### PROBLEM DESCRIPTION:
Retype only what runs from the line that contains "Where can you find the dirt path" through the last line of the listing below, both lines included.

### RECORDS PROVIDED:

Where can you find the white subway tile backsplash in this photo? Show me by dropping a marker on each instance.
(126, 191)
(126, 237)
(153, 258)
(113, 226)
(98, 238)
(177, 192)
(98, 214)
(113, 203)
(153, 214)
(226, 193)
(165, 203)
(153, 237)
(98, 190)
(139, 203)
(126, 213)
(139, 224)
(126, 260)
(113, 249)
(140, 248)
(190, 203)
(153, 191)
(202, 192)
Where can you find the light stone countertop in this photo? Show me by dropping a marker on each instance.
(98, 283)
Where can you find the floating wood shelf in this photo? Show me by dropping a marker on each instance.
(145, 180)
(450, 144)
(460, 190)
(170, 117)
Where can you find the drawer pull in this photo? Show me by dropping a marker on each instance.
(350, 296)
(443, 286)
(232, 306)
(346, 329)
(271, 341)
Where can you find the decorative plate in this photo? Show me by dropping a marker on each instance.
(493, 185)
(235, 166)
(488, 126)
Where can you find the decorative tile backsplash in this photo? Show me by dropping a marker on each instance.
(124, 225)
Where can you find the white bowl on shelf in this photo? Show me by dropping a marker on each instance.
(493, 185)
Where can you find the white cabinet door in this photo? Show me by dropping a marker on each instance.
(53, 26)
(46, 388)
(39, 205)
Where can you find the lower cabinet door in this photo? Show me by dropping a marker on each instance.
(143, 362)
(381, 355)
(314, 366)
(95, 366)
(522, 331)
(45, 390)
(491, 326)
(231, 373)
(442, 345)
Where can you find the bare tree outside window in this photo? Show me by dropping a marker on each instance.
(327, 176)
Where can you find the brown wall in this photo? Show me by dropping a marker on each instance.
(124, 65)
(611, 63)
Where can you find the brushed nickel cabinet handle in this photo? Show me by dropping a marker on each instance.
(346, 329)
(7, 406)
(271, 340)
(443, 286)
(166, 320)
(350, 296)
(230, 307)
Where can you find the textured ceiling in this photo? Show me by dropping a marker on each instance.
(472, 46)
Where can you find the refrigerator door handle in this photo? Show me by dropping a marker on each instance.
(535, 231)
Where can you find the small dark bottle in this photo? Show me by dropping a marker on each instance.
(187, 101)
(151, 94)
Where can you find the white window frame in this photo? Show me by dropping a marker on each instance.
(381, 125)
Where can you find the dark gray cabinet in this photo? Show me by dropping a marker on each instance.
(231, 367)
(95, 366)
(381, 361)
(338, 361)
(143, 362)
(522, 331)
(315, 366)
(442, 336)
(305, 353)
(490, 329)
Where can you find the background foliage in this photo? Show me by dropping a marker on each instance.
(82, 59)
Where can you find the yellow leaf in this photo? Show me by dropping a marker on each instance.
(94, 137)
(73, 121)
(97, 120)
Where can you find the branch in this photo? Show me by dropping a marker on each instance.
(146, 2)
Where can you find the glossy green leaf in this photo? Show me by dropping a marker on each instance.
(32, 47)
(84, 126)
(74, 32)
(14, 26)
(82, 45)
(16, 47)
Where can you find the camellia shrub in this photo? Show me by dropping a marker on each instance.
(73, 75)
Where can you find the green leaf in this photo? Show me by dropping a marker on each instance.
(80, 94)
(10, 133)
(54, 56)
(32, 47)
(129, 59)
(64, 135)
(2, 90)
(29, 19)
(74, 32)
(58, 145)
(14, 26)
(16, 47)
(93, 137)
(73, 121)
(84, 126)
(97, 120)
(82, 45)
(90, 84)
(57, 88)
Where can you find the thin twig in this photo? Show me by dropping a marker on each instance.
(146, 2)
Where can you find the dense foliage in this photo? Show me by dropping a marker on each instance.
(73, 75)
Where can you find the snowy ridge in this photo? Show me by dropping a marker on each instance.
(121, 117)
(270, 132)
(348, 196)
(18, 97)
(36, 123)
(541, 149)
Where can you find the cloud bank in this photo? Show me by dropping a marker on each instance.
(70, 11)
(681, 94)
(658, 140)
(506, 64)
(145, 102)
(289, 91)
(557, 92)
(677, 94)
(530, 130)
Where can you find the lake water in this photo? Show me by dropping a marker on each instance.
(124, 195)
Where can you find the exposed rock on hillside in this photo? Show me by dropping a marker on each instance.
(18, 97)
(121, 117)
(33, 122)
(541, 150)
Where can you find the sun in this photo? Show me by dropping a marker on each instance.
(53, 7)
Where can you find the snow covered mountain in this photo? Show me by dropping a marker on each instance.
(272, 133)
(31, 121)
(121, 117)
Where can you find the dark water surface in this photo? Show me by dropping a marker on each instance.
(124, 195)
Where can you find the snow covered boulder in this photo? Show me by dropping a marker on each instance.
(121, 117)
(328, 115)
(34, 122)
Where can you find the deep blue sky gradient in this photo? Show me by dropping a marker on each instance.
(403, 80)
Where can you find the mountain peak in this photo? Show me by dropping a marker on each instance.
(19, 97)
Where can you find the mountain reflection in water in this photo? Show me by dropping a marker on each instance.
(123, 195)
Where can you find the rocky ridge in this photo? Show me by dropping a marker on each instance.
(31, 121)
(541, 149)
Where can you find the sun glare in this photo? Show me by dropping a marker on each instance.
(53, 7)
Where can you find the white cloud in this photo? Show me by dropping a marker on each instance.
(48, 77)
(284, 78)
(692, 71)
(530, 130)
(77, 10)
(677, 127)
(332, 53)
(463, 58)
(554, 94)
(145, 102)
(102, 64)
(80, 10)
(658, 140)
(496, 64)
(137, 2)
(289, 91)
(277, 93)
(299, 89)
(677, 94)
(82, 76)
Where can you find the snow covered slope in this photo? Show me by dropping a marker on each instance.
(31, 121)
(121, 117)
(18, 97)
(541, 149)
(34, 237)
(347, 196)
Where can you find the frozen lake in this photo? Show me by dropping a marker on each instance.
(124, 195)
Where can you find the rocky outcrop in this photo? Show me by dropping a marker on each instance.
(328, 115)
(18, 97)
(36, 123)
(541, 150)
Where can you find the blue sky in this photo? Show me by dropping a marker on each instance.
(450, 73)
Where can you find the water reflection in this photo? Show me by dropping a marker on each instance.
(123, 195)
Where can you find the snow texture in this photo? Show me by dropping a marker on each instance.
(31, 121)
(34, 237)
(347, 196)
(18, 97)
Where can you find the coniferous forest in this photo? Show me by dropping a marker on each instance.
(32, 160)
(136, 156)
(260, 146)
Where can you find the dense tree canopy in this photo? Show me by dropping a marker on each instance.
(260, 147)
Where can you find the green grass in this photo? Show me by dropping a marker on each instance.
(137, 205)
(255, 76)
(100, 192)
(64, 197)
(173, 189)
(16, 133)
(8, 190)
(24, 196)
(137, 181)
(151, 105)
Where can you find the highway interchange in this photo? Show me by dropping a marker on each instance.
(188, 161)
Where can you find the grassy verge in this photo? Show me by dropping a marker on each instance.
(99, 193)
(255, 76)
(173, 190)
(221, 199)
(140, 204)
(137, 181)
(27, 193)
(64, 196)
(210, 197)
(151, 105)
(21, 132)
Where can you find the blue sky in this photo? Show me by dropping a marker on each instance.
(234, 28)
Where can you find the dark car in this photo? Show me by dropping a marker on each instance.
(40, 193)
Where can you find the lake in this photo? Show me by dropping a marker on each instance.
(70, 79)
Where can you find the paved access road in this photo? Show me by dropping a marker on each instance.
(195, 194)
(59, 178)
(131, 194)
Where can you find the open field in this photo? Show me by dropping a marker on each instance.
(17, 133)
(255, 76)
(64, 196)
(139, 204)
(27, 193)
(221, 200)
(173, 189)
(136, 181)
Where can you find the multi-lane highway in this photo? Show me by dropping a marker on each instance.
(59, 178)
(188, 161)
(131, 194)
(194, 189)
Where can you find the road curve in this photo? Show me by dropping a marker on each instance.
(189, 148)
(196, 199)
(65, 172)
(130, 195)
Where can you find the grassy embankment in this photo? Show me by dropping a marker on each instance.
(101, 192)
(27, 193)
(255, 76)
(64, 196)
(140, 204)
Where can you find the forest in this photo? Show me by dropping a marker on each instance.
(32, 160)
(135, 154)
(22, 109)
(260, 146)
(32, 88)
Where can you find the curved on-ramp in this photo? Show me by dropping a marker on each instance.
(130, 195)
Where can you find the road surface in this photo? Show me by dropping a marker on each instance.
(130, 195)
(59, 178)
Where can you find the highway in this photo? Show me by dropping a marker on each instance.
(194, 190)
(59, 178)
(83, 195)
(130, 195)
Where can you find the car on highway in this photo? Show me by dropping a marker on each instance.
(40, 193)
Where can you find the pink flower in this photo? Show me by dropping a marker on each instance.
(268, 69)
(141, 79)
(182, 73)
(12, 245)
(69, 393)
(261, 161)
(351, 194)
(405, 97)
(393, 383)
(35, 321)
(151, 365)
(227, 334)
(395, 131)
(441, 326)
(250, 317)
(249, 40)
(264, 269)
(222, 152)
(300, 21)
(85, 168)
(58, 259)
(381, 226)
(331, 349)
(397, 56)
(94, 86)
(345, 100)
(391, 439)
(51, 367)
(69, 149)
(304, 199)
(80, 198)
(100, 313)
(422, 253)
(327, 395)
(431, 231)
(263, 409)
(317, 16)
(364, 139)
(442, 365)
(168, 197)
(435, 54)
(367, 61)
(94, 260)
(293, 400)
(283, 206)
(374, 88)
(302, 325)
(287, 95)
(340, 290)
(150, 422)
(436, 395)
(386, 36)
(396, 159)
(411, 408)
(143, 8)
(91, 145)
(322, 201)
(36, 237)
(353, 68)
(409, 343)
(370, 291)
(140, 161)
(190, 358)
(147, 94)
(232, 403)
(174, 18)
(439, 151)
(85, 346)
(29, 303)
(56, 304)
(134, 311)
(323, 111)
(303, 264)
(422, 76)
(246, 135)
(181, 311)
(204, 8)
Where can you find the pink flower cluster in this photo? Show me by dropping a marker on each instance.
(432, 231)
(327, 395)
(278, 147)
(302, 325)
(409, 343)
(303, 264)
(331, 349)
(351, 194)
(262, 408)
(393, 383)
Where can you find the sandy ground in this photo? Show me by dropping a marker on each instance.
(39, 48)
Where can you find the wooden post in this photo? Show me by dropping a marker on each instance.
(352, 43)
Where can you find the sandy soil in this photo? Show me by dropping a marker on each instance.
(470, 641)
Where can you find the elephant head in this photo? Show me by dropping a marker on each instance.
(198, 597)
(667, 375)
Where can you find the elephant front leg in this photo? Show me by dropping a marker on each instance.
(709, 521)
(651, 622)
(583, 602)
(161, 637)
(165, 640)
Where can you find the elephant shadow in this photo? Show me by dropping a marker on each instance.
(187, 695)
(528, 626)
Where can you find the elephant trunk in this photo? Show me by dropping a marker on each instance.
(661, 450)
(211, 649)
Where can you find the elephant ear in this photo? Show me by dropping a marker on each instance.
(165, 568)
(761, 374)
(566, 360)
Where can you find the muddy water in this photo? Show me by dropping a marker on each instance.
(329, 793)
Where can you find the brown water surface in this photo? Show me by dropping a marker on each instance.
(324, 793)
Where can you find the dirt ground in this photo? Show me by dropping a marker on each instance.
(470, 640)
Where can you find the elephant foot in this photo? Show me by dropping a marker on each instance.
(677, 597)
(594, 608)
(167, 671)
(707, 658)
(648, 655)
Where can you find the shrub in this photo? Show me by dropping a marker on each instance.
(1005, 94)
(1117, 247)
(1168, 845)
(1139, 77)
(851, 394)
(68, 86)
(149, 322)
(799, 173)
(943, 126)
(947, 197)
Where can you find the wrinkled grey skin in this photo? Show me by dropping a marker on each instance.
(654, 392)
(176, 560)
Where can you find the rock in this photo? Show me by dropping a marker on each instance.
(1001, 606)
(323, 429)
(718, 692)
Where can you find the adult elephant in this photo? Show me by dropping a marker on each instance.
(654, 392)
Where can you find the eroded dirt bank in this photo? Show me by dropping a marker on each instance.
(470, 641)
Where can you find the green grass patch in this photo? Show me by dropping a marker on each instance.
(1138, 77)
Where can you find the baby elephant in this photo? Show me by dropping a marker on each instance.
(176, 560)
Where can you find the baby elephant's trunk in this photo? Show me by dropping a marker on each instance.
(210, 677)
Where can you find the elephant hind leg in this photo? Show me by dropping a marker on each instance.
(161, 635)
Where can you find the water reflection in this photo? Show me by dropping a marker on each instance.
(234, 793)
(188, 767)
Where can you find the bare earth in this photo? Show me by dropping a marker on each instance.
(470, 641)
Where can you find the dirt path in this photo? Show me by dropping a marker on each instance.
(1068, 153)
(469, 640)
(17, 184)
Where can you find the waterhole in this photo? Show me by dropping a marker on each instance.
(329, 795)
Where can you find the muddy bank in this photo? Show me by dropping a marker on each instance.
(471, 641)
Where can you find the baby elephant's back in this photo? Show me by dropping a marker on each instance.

### ANSWER SPACE:
Where can you find the dirt path in this photo? Show me by dropping a marker on each instance.
(1068, 153)
(469, 640)
(17, 184)
Where can you find the waterhole in this photo? Show me by dropping a marker on each instance.
(329, 795)
Where can you find the muddy bank in this photo? Show me by dropping a marker on each instance.
(471, 641)
Where can you find the baby elephant's back in this photo? Show me by dropping a marker on each instance.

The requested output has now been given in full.